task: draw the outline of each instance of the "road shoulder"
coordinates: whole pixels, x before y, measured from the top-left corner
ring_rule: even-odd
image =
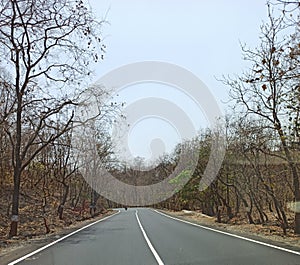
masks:
[[[85,227],[91,223],[102,220],[108,216],[115,214],[117,211],[109,210],[105,214],[101,214],[95,218],[90,218],[79,223],[76,223],[72,226],[69,226],[63,230],[57,231],[55,233],[46,234],[43,236],[38,236],[35,238],[31,238],[28,240],[21,240],[20,242],[16,242],[15,244],[11,244],[7,248],[2,248],[0,253],[0,264],[8,264],[11,261],[14,261],[24,255],[31,253],[47,244],[55,240],[59,240],[60,238],[73,233],[74,231]]]
[[[285,248],[292,251],[300,252],[300,236],[294,235],[293,237],[288,237],[288,236],[278,236],[278,235],[276,236],[265,235],[259,232],[254,233],[253,227],[255,225],[239,226],[239,225],[228,225],[223,223],[217,223],[212,217],[205,216],[203,214],[191,212],[191,211],[173,212],[165,209],[158,210],[158,211],[166,215],[178,218],[180,220],[184,220],[197,225],[212,228],[221,232],[230,233],[236,236],[249,238],[266,244],[274,245],[280,248]]]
###
= EXERCISE BRIEF =
Make an exact copy of the listing. Leave its pictures out.

= EXERCISE ANSWER =
task: draw the outline of each instance of the "road shoulder"
coordinates: whole pixels, x before y, measured from the top-left corner
ring_rule: even-odd
image =
masks:
[[[85,227],[91,223],[102,220],[108,216],[115,214],[117,211],[109,210],[105,214],[101,214],[95,218],[90,218],[79,223],[76,223],[72,226],[69,226],[63,230],[57,231],[55,233],[46,234],[43,236],[38,236],[35,238],[31,238],[28,240],[21,240],[20,242],[16,242],[15,244],[11,244],[7,248],[2,248],[0,253],[0,264],[8,264],[11,261],[14,261],[24,255],[31,253],[47,244],[55,240],[59,240],[60,238],[73,233],[74,231]]]
[[[285,248],[292,251],[300,252],[300,236],[294,235],[293,237],[288,237],[288,236],[278,236],[278,235],[276,236],[265,235],[259,232],[254,233],[253,227],[255,225],[239,226],[239,225],[228,225],[223,223],[217,223],[212,217],[205,216],[203,214],[191,212],[191,211],[173,212],[165,209],[158,210],[158,211],[166,215],[178,218],[180,220],[184,220],[197,225],[212,228],[221,232],[230,233],[236,236],[249,238],[266,244],[274,245],[280,248]]]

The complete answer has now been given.